** MATERIAL PROVIDED follows **

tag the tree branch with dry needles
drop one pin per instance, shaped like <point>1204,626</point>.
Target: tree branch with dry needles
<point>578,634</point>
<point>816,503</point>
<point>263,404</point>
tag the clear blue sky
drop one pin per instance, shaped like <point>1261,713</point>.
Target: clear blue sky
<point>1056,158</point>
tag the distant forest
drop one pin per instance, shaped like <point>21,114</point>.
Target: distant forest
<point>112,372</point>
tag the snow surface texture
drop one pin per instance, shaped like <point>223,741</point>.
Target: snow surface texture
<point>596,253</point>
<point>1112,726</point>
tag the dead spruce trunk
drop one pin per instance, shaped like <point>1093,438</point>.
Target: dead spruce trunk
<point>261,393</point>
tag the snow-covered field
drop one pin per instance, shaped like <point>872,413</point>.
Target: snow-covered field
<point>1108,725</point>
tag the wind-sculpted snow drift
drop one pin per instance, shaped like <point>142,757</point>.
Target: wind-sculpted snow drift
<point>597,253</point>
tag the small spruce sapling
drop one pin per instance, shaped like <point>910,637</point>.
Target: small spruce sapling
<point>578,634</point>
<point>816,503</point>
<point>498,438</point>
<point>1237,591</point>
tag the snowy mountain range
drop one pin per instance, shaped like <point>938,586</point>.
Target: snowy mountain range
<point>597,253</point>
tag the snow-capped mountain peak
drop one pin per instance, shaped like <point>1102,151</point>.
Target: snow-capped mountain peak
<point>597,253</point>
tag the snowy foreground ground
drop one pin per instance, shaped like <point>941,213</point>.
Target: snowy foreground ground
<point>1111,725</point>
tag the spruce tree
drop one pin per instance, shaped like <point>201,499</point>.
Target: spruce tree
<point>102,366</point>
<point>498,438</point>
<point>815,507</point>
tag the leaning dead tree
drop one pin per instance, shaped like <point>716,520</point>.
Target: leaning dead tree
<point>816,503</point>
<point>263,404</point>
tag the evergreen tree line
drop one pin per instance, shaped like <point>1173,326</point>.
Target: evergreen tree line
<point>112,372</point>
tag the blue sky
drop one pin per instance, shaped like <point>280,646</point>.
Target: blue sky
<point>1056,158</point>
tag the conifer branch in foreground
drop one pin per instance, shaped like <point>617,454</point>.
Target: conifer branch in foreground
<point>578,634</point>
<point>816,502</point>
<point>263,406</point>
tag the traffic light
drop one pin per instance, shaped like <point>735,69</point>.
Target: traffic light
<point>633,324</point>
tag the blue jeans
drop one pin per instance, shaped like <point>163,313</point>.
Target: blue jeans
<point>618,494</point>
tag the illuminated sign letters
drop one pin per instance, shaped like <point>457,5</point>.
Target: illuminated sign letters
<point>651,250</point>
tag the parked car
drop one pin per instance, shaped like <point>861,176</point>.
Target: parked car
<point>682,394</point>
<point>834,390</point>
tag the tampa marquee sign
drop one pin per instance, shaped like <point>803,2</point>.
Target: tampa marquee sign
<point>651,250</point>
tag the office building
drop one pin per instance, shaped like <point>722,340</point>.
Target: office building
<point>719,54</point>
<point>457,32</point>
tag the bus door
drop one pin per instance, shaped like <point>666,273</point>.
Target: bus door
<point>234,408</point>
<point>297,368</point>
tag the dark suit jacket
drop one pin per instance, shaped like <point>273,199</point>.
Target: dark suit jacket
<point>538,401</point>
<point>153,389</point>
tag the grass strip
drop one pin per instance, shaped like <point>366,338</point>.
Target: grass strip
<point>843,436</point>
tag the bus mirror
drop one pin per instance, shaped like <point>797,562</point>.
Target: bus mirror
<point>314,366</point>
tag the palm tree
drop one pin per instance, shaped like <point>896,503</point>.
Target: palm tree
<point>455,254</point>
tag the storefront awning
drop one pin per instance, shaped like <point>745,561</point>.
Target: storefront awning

** End of MATERIAL PROVIDED **

ABOUT THIS EXERCISE:
Retype each of the records, word for word, with nothing added or dropped.

EXERCISE RESULT:
tag the tree branch with dry needles
drop one pin per instance, shaped like <point>1204,626</point>.
Target: tree branch with dry needles
<point>578,634</point>
<point>816,503</point>
<point>263,404</point>
tag the clear blue sky
drop one pin per instance, shaped like <point>1261,713</point>.
Target: clear blue sky
<point>1056,158</point>
tag the distant forest
drop one pin per instance, shaped like <point>21,114</point>.
Target: distant forest
<point>112,372</point>
tag the snow surface texture
drop one pin per instance, shaped like <point>223,741</point>.
Target: snow surface texture
<point>596,253</point>
<point>1112,726</point>
tag the dead spruce trunk
drop one pin per instance, shaped like <point>1093,438</point>.
Target: dead spruce trunk
<point>261,393</point>
tag the snow-covered field
drop one pin per instance, shaped like <point>872,413</point>.
Target: snow-covered field
<point>1108,725</point>
tag the wind-sculpted snow drift
drop one pin per instance, shaped like <point>142,757</point>.
Target: wind-sculpted snow drift
<point>597,253</point>
tag the small spruce sapling
drop one pin per instance, shaped like <point>910,637</point>.
Target: small spruce sapling
<point>578,634</point>
<point>816,503</point>
<point>498,438</point>
<point>1237,591</point>
tag the snowy mountain range
drop one pin per instance, shaped like <point>938,586</point>.
Target: snowy mountain range
<point>597,253</point>
tag the snow-capped mountain peak
drop one pin per instance, shaped like <point>1102,151</point>.
Target: snow-capped mountain peak
<point>597,253</point>
tag the snowy foreground ground
drop one pin per instance, shaped like <point>941,213</point>.
Target: snowy foreground ground
<point>1111,725</point>
tag the spruce tree
drop one pin per instance, shaped like <point>201,499</point>.
Target: spruce tree
<point>102,366</point>
<point>498,438</point>
<point>815,507</point>
tag the leaning dead tree
drop one pin per instance, shaped like <point>716,520</point>.
Target: leaning dead tree
<point>816,503</point>
<point>263,404</point>
tag the evergreen tree line
drop one pin per instance, shaped like <point>1173,326</point>.
Target: evergreen tree line
<point>112,372</point>
tag the blue sky
drop one pin per instance, shaped like <point>280,646</point>.
Target: blue sky
<point>1056,158</point>
tag the conifer branch in foreground
drop one pin per instance, shaped like <point>617,454</point>.
Target: conifer branch in foreground
<point>578,634</point>
<point>816,502</point>
<point>263,406</point>
tag the traffic light
drop one pin per instance, shaped like <point>735,69</point>.
Target: traffic light
<point>633,324</point>
tag the blue jeans
drop one pin per instance, shaped like <point>163,313</point>.
Target: blue jeans
<point>618,494</point>
tag the illuminated sign letters
drop one pin per instance, shaped like <point>457,5</point>.
Target: illuminated sign letters
<point>651,250</point>
tag the parked car
drop one pin per instance, shaped like <point>861,176</point>.
Target: parked car
<point>682,394</point>
<point>834,390</point>
tag the tampa marquee sign
drop one pin per instance, shaped like <point>803,2</point>.
Target: tampa marquee sign
<point>651,250</point>
tag the office building
drop one pin per instance, shaped like <point>722,340</point>.
Target: office building
<point>719,54</point>
<point>457,32</point>
tag the bus door
drop one pin per instance, shaped like <point>666,273</point>.
Target: bus door
<point>234,408</point>
<point>297,368</point>
tag the dark suit jacket
drop one pin per instance, shaped like <point>273,199</point>.
Target: dark suit jacket
<point>538,401</point>
<point>153,389</point>
tag the grass strip
drop one pin per instance, shaped like <point>366,338</point>.
Target: grass strip
<point>843,436</point>
tag the bus mirror
drop one pin per instance, shaped like <point>797,562</point>.
Target: bus mirror
<point>314,366</point>
tag the palm tree
drop one pin per instance, shaped like <point>896,503</point>.
Target: palm tree
<point>455,254</point>
tag the storefront awning
drop one pin per instance, shaped like <point>745,561</point>.
Target: storefront awning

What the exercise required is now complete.